Senza l’ambizione di voler fornire una descrizione easustiva di quanto è avvenuto e sta avvenendo a Dubai (sarebbe troppo lungo per un post), in particolare nella gestione del debito di Dubai World una società posseduta dal governo dell’Emirato, provo a fornire qualche spiegazione in forma di FAQ. Data la delicatezza della situazione sui mercati, ci tengo a sottolineare che esprimo considerazioni assolutamente personali e che sono a conoscenza solo di informazioni già rese ampiamente pubbliche.
Cos’è esattamente Dubai? E cosa sono gli Emirati Arabi Uniti?
Dubai è un emirato (un regno) che fa parte (insieme ad Abu Dhabi ed altri cinque emirati meno noti) di una federazione chiamata Emirati Arabi Uniti (EAU). Gli EAU sono uno stato sovrano (ma non lo è Dubai) con un assetto istituzionale unico: è una specie di repubblica monarchica, in quanto il presidente è il re (sceicco) di Abu Dhabi (il maggiore e più ricco dei 7 emirati), il primo ministro (nonché capo delle Forze Armate e di solito primo ministro) è il re (sceicco) di Dubai e gli altri sceicchi hanno ruoli più o meno prominenti a livello federale, ma sono (in vario modo) autonomi sulla conduzione degli affari locali. In sostanza a livello federale gli EAU conducono la politica estera, i rapporti commerciali internazionali, la difesa, la politica monetaria e poco altro. Il grosso del bilancio federale è coperto da Abu Dhabi che ha enormi riserve petrolifere e cospicue risorse accumulate ad esempio nel fondo sovrano ADIA i cui attivi si stimano in circa mezzo trilione di dollari. Gli altri emirati non dispongono di grandi ricchezze dal sottosuolo.

★ ★ ★ ★

• Compito: Elenca gli ambiti che, secondo il testo su Dubai, gli Emirati Arabi Uniti conducono a livello federale.

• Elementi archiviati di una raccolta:
★ ★ ★ ★

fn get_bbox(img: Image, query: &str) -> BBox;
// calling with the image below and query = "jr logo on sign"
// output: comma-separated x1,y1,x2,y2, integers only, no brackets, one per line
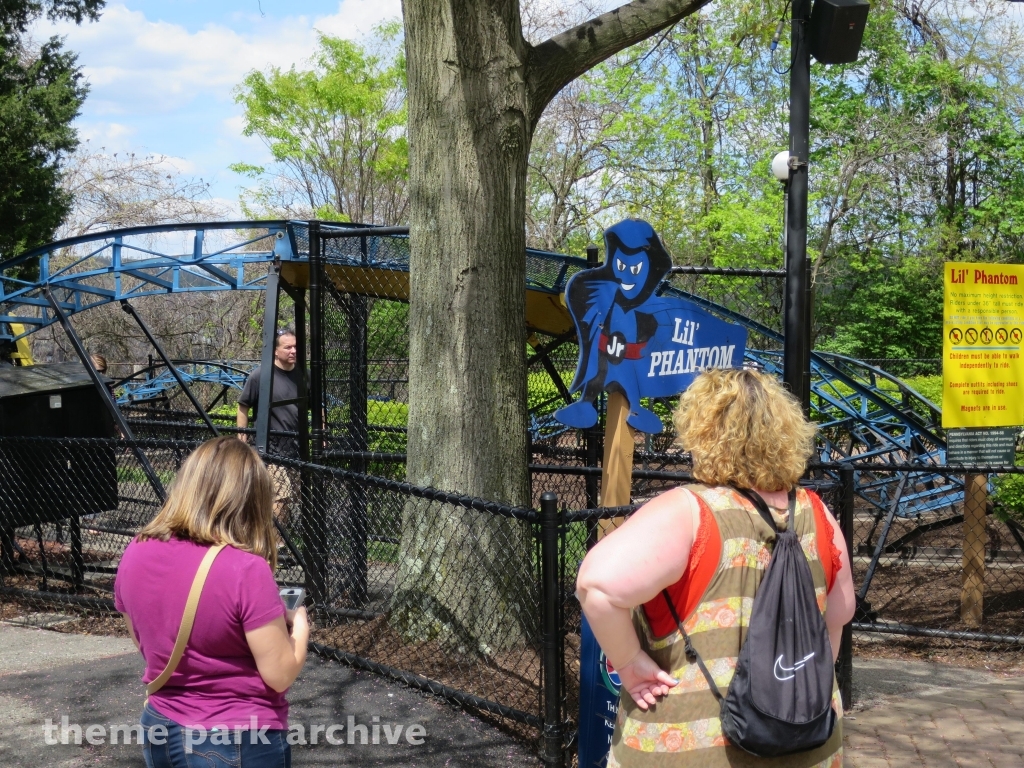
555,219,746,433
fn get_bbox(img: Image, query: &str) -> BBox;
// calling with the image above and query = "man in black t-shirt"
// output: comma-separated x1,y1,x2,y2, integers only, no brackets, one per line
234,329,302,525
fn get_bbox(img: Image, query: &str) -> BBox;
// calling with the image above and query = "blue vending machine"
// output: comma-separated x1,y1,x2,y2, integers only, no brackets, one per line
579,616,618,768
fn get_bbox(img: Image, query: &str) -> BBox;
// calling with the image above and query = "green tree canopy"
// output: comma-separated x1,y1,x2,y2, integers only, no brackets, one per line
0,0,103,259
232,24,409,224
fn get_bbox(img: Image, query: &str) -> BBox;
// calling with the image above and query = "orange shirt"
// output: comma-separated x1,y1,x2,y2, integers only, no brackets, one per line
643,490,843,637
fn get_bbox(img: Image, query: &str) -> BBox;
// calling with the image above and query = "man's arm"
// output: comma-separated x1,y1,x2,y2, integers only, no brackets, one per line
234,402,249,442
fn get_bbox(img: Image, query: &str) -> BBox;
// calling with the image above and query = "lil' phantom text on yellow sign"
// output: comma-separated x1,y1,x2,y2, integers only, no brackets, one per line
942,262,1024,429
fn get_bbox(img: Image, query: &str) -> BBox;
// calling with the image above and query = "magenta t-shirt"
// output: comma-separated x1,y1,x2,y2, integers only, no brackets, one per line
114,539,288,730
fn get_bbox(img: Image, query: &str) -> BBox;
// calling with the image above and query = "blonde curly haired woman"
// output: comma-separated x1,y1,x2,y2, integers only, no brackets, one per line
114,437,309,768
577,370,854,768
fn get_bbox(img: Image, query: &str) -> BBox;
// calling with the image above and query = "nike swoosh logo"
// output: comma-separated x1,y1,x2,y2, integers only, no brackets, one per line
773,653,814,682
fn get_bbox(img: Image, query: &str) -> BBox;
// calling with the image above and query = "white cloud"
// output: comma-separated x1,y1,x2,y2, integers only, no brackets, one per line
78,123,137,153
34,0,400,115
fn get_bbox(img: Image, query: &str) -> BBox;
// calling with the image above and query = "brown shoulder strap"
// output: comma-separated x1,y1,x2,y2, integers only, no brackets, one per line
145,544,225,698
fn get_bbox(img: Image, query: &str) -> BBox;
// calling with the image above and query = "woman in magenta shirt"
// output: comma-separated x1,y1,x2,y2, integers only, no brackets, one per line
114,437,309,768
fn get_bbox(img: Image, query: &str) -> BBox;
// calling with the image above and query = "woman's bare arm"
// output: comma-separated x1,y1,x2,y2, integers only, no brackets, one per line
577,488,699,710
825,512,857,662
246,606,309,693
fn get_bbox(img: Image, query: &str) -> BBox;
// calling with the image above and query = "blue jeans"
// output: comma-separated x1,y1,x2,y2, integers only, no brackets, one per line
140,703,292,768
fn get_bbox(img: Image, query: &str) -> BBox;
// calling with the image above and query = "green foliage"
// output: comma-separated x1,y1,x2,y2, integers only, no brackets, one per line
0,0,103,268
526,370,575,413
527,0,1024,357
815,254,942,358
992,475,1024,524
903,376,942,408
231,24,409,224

★ ★ ★ ★

• Risposta al compito: La politica estera, i rapporti commerciali internazionali, la difesa e la politica monetaria.